It is possible for another user to commit a revision between the beginning and end of a commit from bzr-svn. This leads to the bzr:base-revision property being set incorrectly, the interleaving revision being invisible to bzr clients, and a mangled tree.
For example, I have a checkout of a Subversion branch, from which I made a topic branch and modified a file. I merged the topic branch into my checkout, and ran 'bzr ci -m "blah blah blah"'. Before my commit completed, my co-worker commited a change to another file in the same Subversion branch using svn. His commit completes first and is revision x, mine completes immediately afterwards and is revision x+1. However, my commit x+1 has it's bzr:base-revision property set to x-1 rather than x. Subversion revision x doesn't appear in the output from bzr log, and the revision's changes are not reflected in the tree.
Manually tweaking bzr:base-revision fixes this for branches I make in new repositories, but how can I fix the branches in my existing repository?

*****

### GIVEN TASK A
Write out the passage of the bzr-svn report starting with "For example, I" and going on through "my existing repository?", substituting "colleague" for "co-worker".

Stored records

*****

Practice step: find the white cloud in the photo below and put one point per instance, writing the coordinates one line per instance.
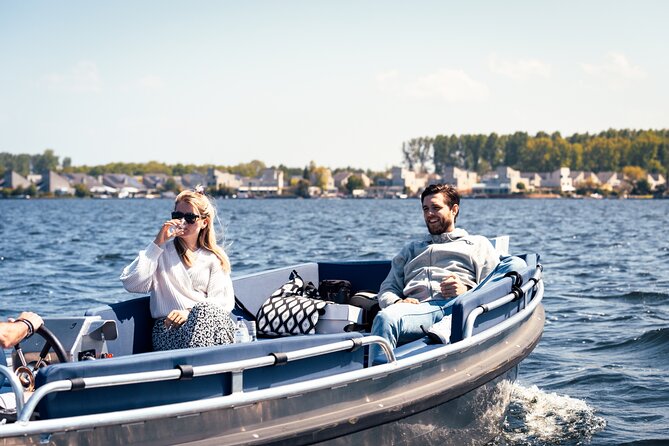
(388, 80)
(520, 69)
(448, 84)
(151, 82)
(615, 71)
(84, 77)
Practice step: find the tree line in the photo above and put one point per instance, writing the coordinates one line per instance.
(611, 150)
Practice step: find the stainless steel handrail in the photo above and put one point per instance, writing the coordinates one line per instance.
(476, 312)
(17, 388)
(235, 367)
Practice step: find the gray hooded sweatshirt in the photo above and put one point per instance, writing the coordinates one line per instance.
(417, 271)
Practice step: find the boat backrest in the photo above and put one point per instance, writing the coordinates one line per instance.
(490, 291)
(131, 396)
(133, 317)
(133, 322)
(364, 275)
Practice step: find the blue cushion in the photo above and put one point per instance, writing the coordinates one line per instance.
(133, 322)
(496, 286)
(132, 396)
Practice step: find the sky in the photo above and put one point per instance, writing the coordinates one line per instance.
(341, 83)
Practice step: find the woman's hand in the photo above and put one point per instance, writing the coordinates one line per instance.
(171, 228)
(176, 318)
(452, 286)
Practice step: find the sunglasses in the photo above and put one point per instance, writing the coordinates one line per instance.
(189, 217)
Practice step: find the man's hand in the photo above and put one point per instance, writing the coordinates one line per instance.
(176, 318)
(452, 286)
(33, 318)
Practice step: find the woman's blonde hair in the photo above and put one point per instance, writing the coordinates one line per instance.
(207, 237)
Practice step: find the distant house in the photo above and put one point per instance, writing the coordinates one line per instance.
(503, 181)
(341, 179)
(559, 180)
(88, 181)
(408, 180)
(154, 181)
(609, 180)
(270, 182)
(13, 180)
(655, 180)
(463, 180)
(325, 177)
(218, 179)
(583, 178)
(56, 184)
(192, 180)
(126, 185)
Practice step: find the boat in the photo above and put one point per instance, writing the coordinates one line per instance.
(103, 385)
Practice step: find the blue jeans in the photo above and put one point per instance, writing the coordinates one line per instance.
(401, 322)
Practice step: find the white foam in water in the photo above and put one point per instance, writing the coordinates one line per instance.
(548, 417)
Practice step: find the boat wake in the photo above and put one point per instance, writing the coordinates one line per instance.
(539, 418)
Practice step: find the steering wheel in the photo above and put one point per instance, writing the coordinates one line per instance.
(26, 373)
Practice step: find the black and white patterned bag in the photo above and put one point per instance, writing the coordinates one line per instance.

*****

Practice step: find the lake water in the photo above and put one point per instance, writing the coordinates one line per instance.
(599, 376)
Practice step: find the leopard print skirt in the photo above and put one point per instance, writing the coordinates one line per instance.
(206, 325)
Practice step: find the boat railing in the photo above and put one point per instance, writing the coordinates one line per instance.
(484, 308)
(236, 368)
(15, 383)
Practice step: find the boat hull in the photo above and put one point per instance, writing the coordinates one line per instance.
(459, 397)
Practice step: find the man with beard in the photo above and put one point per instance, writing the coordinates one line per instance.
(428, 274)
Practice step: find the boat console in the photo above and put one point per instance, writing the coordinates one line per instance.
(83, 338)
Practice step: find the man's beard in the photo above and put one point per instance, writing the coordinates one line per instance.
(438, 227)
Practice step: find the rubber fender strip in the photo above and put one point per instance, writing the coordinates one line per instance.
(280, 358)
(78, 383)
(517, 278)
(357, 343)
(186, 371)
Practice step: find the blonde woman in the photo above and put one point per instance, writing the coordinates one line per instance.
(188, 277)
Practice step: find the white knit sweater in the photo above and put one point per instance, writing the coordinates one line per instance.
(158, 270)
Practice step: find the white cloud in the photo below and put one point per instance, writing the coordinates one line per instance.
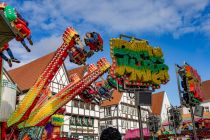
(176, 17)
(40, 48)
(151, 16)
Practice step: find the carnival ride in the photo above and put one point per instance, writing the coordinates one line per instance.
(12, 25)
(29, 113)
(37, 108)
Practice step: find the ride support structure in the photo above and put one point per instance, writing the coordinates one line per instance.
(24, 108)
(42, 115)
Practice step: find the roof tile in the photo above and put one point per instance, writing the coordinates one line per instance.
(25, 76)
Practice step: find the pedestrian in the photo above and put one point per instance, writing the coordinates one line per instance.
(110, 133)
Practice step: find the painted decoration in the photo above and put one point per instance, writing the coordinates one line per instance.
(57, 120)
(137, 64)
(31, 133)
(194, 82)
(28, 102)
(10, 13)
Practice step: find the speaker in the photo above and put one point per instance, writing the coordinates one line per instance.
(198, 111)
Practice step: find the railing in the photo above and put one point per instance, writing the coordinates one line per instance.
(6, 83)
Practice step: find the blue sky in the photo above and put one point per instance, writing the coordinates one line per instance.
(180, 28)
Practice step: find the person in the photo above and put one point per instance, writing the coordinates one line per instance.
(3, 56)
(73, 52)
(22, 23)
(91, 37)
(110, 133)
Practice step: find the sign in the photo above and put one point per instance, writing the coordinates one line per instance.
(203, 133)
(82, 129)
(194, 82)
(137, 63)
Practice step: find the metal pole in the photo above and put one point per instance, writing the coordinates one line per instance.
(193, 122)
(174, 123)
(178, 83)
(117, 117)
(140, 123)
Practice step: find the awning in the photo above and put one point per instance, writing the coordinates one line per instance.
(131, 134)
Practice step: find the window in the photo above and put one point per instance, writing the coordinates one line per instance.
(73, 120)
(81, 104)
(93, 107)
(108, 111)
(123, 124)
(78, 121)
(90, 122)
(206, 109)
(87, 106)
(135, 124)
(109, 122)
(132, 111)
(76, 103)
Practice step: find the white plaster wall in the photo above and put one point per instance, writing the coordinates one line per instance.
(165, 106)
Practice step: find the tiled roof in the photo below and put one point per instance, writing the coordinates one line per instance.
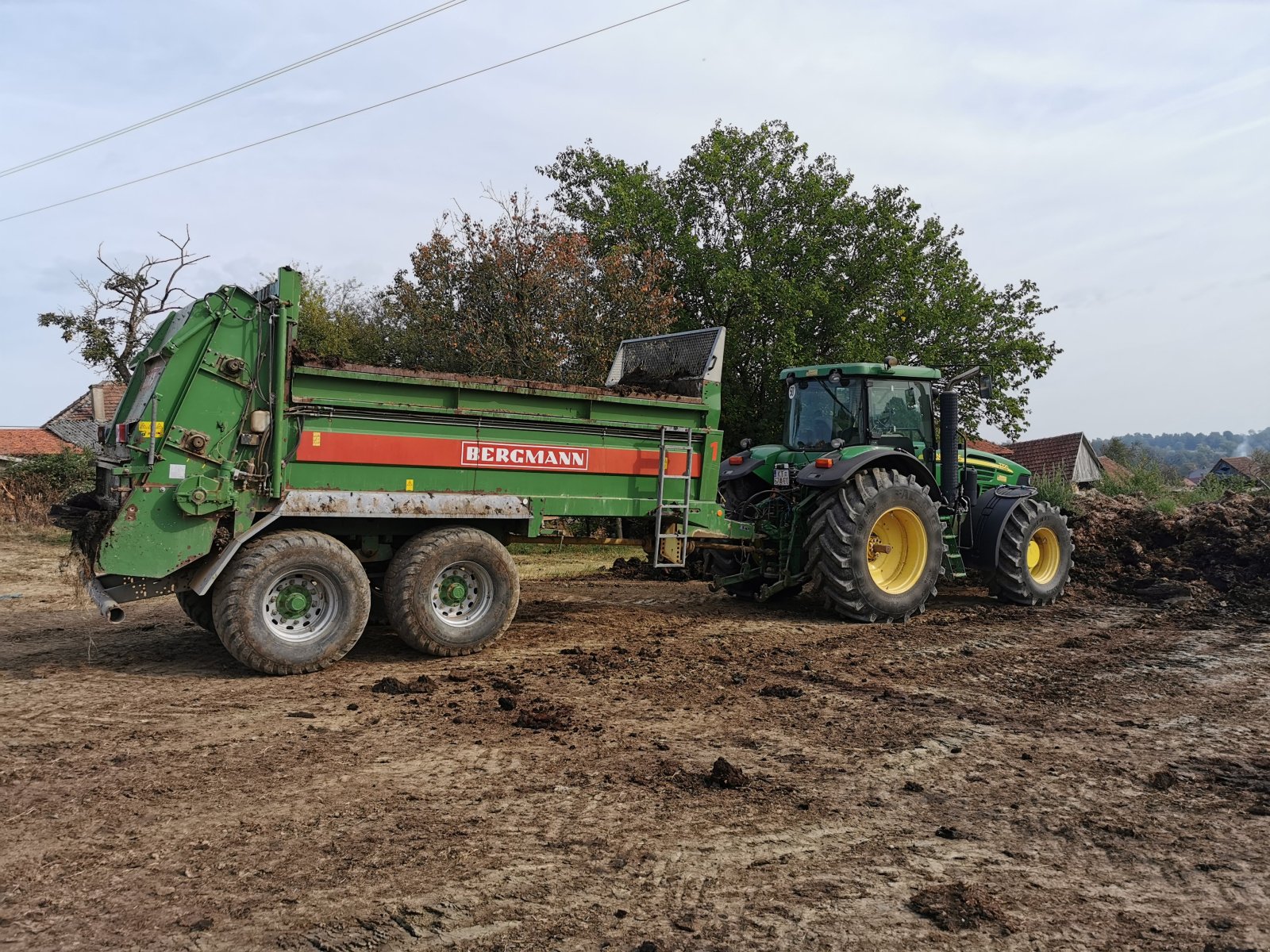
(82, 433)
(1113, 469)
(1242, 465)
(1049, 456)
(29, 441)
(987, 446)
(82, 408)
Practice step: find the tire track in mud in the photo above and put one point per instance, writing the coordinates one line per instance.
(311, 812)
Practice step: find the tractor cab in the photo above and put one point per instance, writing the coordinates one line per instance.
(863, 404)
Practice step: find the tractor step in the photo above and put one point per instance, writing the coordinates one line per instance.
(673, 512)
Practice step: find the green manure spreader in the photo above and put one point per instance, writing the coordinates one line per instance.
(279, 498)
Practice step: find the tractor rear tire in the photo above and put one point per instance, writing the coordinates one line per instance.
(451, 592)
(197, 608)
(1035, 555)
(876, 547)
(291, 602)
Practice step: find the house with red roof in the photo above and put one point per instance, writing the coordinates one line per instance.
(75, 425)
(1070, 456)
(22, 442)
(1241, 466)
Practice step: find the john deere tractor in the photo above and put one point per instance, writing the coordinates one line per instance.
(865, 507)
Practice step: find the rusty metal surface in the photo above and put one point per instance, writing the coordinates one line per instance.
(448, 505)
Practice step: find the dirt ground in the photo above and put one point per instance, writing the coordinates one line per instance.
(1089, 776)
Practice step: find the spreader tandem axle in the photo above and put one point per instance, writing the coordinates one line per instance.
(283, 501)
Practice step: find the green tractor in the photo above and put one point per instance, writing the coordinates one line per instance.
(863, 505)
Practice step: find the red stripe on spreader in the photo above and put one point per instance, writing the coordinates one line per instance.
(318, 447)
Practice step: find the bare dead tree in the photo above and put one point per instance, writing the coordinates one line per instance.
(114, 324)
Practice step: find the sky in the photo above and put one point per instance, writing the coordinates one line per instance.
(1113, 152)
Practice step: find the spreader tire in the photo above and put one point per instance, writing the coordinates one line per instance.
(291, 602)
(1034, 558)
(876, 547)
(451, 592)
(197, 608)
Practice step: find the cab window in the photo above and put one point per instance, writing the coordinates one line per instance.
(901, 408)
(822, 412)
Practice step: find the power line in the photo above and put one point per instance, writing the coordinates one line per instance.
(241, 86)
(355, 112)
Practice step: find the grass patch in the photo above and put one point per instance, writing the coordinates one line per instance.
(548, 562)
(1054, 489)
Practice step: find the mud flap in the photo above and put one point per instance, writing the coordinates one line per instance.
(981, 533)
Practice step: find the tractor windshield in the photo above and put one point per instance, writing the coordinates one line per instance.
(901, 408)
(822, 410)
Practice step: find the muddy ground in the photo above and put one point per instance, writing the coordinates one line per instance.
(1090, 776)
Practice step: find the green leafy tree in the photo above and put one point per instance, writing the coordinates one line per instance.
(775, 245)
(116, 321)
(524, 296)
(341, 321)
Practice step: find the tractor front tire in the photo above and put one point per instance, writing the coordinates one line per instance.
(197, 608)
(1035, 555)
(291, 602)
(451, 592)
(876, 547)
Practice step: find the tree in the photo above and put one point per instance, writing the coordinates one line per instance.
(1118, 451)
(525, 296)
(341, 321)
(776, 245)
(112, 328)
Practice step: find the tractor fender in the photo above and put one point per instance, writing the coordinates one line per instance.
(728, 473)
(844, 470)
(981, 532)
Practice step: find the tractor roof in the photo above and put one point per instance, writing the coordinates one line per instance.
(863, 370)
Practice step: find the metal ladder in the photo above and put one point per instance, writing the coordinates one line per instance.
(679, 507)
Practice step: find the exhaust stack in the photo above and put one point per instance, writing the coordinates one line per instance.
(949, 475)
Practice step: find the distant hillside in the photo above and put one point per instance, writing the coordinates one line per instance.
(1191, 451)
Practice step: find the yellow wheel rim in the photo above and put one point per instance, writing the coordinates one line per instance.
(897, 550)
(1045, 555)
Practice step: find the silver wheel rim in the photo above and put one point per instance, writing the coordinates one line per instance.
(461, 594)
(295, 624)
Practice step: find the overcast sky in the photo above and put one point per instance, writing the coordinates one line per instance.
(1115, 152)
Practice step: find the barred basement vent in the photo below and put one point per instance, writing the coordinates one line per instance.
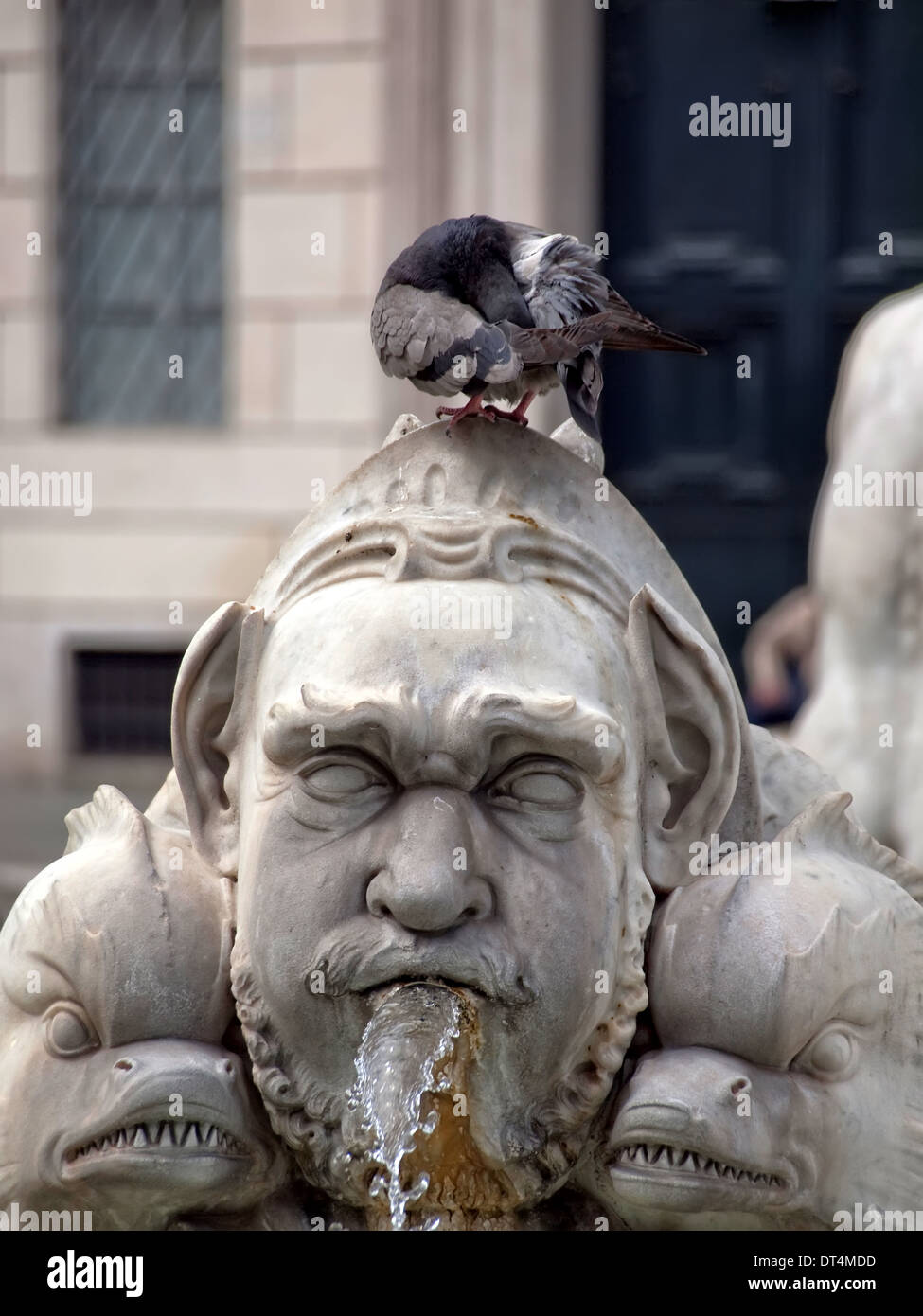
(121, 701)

*****

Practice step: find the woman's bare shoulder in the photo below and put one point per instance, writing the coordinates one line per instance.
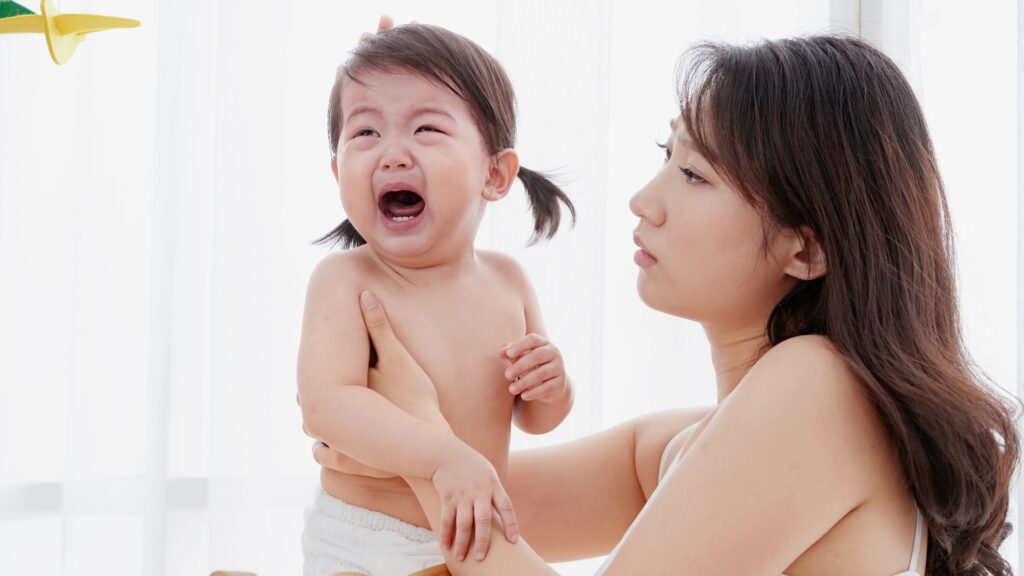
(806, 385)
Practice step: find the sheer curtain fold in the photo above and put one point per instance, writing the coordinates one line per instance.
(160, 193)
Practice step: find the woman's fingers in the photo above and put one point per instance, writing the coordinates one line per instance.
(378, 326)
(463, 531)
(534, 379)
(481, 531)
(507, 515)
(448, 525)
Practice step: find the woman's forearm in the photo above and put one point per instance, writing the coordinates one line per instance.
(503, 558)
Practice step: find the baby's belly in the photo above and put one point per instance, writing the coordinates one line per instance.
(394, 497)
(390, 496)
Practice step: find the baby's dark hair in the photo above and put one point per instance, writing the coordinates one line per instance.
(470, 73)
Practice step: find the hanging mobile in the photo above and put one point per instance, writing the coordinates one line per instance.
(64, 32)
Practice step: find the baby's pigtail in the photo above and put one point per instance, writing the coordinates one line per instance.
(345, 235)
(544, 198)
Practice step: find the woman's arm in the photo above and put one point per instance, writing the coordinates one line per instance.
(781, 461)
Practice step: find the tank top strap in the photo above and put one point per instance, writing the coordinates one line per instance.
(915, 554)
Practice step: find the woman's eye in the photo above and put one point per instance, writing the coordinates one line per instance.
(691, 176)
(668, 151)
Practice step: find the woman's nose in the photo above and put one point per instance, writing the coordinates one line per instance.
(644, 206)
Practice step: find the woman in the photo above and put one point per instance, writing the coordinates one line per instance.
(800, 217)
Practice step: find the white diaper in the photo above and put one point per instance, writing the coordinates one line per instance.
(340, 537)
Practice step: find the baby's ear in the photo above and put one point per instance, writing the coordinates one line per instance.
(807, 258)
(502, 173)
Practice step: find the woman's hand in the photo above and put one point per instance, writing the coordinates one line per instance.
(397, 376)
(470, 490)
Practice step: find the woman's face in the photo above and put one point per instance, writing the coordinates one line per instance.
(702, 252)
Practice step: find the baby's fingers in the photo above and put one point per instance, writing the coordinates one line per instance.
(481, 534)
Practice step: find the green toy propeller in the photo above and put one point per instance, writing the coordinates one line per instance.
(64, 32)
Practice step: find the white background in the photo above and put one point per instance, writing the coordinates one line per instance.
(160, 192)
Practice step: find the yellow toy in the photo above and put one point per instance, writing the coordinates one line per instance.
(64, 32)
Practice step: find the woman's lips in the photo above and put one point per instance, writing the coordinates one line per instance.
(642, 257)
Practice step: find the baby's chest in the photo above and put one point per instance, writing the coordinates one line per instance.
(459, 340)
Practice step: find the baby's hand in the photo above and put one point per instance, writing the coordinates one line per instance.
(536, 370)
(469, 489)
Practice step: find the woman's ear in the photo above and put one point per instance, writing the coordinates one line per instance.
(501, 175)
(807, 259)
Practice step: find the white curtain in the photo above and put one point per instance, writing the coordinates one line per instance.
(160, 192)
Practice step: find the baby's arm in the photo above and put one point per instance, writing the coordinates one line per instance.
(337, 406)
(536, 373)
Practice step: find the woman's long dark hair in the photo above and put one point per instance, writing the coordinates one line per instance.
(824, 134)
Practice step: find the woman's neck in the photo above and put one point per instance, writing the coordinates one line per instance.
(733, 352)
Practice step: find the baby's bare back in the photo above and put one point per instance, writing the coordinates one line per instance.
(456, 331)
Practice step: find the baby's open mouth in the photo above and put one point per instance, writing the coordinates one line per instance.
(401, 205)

*****

### GIVEN TASK B
Render the listing as a numbered list, starting with the line with "Practice step: find the boat wake" and going on through the line with "Practice step: find the black", leaving out any blank lines.

### FULL RESPONSE A
For example, I have a checkout of a Subversion branch, from which I made a topic branch and modified a file. I merged the topic branch into my checkout, and ran 'bzr ci -m "blah blah blah"'. Before my commit completed, my colleague commited a change to another file in the same Subversion branch using svn. His commit completes first and is revision x, mine completes immediately afterwards and is revision x+1. However, my commit x+1 has it's bzr:base-revision property set to x-1 rather than x. Subversion revision x doesn't appear in the output from bzr log, and the revision's changes are not reflected in the tree.
Manually tweaking bzr:base-revision fixes this for branches I make in new repositories, but how can I fix the branches in my existing repository?

### FULL RESPONSE B
1. Practice step: find the boat wake in the photo above and put one point per instance, writing the coordinates one line per instance.
2. (539, 418)
3. Practice step: find the steering wheel in the photo above and put one point per instance, writing the coordinates one line per instance.
4. (26, 373)
5. Practice step: find the black and white patterned bag in the photo above and put one point per instance, writing the coordinates one line per instance.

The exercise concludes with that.